== Supplied information ==

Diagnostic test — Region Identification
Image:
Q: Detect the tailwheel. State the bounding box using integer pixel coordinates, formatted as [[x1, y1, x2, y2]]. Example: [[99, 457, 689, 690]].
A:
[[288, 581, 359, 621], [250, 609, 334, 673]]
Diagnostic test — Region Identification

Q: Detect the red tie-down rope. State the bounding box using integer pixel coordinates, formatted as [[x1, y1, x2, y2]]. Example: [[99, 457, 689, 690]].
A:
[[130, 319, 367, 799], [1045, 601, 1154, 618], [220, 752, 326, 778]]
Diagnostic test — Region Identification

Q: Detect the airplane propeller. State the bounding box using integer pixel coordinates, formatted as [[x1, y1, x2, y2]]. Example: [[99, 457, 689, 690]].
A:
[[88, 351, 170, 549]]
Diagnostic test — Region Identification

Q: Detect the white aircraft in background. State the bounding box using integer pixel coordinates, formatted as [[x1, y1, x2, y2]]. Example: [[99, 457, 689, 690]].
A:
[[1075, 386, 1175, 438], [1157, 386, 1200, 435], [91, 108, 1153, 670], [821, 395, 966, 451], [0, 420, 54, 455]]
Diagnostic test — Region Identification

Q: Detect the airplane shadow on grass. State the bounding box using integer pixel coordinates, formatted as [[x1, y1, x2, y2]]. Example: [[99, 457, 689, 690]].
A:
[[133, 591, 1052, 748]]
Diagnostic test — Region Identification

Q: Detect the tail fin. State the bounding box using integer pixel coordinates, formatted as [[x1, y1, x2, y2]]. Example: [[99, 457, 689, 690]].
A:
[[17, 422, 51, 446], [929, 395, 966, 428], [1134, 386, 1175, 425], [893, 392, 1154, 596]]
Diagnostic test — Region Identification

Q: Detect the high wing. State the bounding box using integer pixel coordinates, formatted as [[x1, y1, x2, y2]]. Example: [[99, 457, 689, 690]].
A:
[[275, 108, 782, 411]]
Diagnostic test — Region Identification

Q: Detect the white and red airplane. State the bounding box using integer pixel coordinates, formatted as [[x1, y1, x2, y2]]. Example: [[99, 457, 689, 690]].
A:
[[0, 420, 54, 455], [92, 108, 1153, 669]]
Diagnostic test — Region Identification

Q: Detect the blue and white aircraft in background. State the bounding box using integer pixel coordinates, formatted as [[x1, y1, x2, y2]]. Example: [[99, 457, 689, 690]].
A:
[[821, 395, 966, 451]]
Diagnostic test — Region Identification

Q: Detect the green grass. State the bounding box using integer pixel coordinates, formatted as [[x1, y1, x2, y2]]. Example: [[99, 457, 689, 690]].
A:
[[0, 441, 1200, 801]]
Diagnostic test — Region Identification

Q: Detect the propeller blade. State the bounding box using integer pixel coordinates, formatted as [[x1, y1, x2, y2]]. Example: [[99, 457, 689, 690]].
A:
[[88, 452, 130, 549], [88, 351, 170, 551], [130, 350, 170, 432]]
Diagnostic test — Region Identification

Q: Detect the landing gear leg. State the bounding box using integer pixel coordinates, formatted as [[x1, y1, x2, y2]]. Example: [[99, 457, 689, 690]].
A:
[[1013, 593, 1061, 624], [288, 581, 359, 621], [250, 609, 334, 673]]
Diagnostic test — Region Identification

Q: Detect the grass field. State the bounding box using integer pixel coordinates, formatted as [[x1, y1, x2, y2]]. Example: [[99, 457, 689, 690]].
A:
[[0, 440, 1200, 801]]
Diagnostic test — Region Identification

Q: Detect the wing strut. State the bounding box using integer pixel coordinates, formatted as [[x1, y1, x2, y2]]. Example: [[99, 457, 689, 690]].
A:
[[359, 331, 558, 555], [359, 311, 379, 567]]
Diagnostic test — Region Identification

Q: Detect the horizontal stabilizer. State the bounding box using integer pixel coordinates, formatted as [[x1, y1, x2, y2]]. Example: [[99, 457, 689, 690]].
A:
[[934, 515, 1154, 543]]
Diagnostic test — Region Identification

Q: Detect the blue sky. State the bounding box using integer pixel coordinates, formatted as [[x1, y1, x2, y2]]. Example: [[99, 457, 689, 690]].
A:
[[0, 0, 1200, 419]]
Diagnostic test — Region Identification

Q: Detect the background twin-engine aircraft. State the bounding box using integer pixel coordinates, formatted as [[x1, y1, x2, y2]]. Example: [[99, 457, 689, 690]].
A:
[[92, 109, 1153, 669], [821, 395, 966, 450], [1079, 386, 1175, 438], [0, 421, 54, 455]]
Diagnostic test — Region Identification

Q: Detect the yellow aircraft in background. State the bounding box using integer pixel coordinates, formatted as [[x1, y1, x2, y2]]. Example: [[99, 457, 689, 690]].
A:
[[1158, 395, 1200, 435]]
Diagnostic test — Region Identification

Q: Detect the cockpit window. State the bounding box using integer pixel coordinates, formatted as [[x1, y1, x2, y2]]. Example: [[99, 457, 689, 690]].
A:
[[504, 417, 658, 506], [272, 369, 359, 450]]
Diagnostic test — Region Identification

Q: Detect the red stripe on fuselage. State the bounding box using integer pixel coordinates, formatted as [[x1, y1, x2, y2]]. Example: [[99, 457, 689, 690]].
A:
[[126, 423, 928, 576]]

===

» **Written instruction**: Report each line of the rows above that contains the word "background", copying every such line in full.

» **Reply to the task**:
Q: Detect the white aircraft in background. State the bounding box using integer pixel coordinates, formatted as [[x1, y1, x2, y2]]. Example: [[99, 457, 689, 690]].
Q: Detect the blue and white aircraft in background. State the bounding box using integer pixel coordinates, formatted as [[x1, y1, x2, y2]]. Example: [[99, 457, 689, 690]].
Q: Detect the background twin-engine aircraft. State the bounding box using integer pixel coordinates, formatted as [[x1, y1, x2, y2]]. Example: [[99, 457, 689, 690]].
Q: Detect the yellow aircraft in background. State the bounding box using integer pixel coordinates, formatted as [[x1, y1, x2, y2]]. Example: [[99, 457, 689, 690]].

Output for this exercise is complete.